An identical copy of all the records is what the answer must contain.

Segment Start: Supplied records

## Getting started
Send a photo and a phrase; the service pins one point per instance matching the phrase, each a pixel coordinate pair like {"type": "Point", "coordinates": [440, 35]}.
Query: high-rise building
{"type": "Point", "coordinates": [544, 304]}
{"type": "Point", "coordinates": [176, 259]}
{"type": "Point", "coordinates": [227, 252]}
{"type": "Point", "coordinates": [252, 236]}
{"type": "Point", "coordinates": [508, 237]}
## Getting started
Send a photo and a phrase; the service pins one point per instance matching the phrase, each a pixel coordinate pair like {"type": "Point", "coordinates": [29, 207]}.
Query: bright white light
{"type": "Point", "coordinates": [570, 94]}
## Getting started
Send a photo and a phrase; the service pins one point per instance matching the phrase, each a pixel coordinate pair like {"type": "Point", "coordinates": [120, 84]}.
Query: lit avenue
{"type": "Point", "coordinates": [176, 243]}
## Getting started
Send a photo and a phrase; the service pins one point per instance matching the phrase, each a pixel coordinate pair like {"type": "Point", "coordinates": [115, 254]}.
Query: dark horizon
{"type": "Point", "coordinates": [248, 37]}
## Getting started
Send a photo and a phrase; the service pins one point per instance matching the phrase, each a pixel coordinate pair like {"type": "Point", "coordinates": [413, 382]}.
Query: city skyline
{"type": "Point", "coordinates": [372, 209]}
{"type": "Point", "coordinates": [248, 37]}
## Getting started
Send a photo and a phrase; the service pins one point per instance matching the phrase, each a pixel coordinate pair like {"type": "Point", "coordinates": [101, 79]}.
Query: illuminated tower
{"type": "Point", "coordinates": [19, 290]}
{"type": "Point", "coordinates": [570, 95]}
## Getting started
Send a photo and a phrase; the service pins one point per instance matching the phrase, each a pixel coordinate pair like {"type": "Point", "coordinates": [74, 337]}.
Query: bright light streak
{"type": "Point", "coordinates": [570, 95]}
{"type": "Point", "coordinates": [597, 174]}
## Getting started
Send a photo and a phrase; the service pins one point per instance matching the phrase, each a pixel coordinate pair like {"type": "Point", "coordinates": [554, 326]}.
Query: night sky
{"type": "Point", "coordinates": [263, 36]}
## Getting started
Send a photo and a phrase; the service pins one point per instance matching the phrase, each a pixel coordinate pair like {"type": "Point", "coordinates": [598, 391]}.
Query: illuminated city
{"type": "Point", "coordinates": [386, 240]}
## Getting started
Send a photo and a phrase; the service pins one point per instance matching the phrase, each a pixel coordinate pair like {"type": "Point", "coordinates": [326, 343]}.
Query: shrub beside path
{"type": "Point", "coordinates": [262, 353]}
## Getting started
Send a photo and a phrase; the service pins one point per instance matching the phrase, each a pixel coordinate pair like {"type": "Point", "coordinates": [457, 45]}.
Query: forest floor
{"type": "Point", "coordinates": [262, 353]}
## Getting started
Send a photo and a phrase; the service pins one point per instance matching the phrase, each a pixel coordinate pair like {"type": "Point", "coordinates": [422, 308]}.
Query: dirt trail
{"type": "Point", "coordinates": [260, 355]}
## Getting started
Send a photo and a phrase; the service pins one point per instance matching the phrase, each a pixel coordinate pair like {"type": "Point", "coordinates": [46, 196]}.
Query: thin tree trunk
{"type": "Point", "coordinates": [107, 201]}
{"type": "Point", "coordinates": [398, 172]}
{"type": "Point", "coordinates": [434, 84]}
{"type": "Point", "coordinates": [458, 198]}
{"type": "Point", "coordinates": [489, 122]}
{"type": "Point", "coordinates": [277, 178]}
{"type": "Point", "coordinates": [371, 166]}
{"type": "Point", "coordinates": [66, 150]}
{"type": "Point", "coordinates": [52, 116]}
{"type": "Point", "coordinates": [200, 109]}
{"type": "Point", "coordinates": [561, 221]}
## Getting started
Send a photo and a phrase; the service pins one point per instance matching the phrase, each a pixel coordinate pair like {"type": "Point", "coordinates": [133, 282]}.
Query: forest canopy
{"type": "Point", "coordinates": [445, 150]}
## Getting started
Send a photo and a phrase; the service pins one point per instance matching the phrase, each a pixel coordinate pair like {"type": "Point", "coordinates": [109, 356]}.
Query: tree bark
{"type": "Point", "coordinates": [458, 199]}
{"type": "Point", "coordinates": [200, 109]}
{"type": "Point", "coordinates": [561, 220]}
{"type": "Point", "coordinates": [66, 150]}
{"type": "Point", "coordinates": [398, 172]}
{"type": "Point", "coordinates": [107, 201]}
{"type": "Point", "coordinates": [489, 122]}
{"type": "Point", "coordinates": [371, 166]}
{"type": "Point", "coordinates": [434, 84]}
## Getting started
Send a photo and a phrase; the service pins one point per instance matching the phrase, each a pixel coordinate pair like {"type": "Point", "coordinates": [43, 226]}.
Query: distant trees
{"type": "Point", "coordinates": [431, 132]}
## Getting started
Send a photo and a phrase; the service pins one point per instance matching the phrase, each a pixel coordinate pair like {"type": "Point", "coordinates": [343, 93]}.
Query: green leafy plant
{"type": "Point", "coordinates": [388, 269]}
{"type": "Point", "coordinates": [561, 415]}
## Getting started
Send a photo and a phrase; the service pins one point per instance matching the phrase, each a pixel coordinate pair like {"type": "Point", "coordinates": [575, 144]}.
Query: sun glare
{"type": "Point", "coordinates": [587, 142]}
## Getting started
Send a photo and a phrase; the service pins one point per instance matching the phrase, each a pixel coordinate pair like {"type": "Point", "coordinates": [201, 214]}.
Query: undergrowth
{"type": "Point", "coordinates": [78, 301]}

Segment End: Supplied records

Solution to this problem |
## Getting started
Send a photo and a phrase; the service pins one point per instance matching the phrase, each a pixel coordinate pair like {"type": "Point", "coordinates": [440, 35]}.
Query: high-rise building
{"type": "Point", "coordinates": [544, 304]}
{"type": "Point", "coordinates": [176, 259]}
{"type": "Point", "coordinates": [227, 252]}
{"type": "Point", "coordinates": [252, 236]}
{"type": "Point", "coordinates": [508, 237]}
## Getting started
Send a photo and a phrase; the service pins one point per instance matching the phrase, each a pixel coordinate pair like {"type": "Point", "coordinates": [29, 207]}.
Query: bright white light
{"type": "Point", "coordinates": [570, 94]}
## Getting started
Send a photo and a phrase; the service pins one point per instance matching the phrase, each a pixel coordinate pair like {"type": "Point", "coordinates": [120, 84]}.
Query: lit avenue
{"type": "Point", "coordinates": [176, 243]}
## Getting started
Send a photo and a phrase; the service pins one point per instance matching the phrase, each a pixel coordinate pair like {"type": "Point", "coordinates": [115, 254]}.
Query: dark horizon
{"type": "Point", "coordinates": [248, 37]}
## Getting started
Send a photo and a phrase; the service pins one point per instance matching the phrase, each a pixel coordinate pair like {"type": "Point", "coordinates": [413, 382]}.
Query: city skyline
{"type": "Point", "coordinates": [372, 209]}
{"type": "Point", "coordinates": [248, 37]}
## Getting started
Send a photo and a phrase; the service pins one point per instance matching the phrase, each a pixel coordinate pair like {"type": "Point", "coordinates": [101, 79]}.
Query: illuminated tower
{"type": "Point", "coordinates": [19, 290]}
{"type": "Point", "coordinates": [570, 95]}
## Getting started
Send a photo and a phrase; the service pins one point per instance matching the phrase, each a pixel coordinate pair like {"type": "Point", "coordinates": [74, 337]}.
Query: bright light streak
{"type": "Point", "coordinates": [570, 95]}
{"type": "Point", "coordinates": [597, 174]}
## Getting started
Send a photo and a phrase; the service pins one point per instance matching the phrase, each a pixel coordinate pair like {"type": "Point", "coordinates": [554, 326]}.
Query: night sky
{"type": "Point", "coordinates": [263, 36]}
## Getting started
Send a photo and a phrase; the service pins one point per instance matching the phrase, each a pixel coordinate pair like {"type": "Point", "coordinates": [598, 391]}.
Query: illuminated city
{"type": "Point", "coordinates": [386, 240]}
## Getting started
Send a photo and a phrase; the service pins one point per instance matching the phrase, each a pixel coordinate pair like {"type": "Point", "coordinates": [326, 343]}.
Query: shrub beside path
{"type": "Point", "coordinates": [262, 353]}
## Getting started
Send a photo and a phrase; the service pins one point per instance matching the phrase, each a pixel coordinate pair like {"type": "Point", "coordinates": [457, 45]}.
Query: forest floor
{"type": "Point", "coordinates": [262, 353]}
## Getting started
Send a photo and a phrase; the service pins one point per instance matching the phrase, each a pixel coordinate pair like {"type": "Point", "coordinates": [422, 308]}.
Query: dirt trail
{"type": "Point", "coordinates": [260, 355]}
## Getting started
Send a photo and a phrase; the service pins one point per instance matching the phrase, each a pixel coordinate pair like {"type": "Point", "coordinates": [46, 196]}.
Query: thin tree trunk
{"type": "Point", "coordinates": [107, 201]}
{"type": "Point", "coordinates": [398, 172]}
{"type": "Point", "coordinates": [434, 84]}
{"type": "Point", "coordinates": [458, 198]}
{"type": "Point", "coordinates": [489, 122]}
{"type": "Point", "coordinates": [277, 178]}
{"type": "Point", "coordinates": [371, 166]}
{"type": "Point", "coordinates": [66, 150]}
{"type": "Point", "coordinates": [52, 116]}
{"type": "Point", "coordinates": [200, 109]}
{"type": "Point", "coordinates": [561, 221]}
## Getting started
Send a photo and a phrase; the service pins one point per instance matching the phrase, each a pixel coordinate pair like {"type": "Point", "coordinates": [133, 282]}.
Query: forest canopy
{"type": "Point", "coordinates": [445, 150]}
## Getting started
Send a photo and a phrase; the service pins one point per instance matching the phrase, each a pixel coordinate pair like {"type": "Point", "coordinates": [109, 356]}.
Query: tree bark
{"type": "Point", "coordinates": [458, 199]}
{"type": "Point", "coordinates": [200, 109]}
{"type": "Point", "coordinates": [561, 220]}
{"type": "Point", "coordinates": [66, 150]}
{"type": "Point", "coordinates": [398, 172]}
{"type": "Point", "coordinates": [107, 201]}
{"type": "Point", "coordinates": [489, 122]}
{"type": "Point", "coordinates": [371, 166]}
{"type": "Point", "coordinates": [434, 84]}
## Getting started
Send a photo and a phrase; the service pins one point per instance matching the phrase, each a pixel coordinate pair like {"type": "Point", "coordinates": [43, 226]}.
Query: distant trees
{"type": "Point", "coordinates": [431, 132]}
## Getting started
Send a photo and a phrase; the service pins one point per instance matching the phrase, each a pixel coordinate pair like {"type": "Point", "coordinates": [343, 93]}.
Query: green leafy plant
{"type": "Point", "coordinates": [388, 269]}
{"type": "Point", "coordinates": [561, 415]}
## Getting started
Send a photo and a phrase; the service pins one point per instance matching the phrase, each a pixel coordinate pair like {"type": "Point", "coordinates": [575, 144]}.
Query: sun glare
{"type": "Point", "coordinates": [587, 142]}
## Getting started
Send a photo and a phrase; the service pins one point per instance matching the phrase, each a pixel coordinate pair like {"type": "Point", "coordinates": [201, 214]}.
Query: undergrowth
{"type": "Point", "coordinates": [78, 301]}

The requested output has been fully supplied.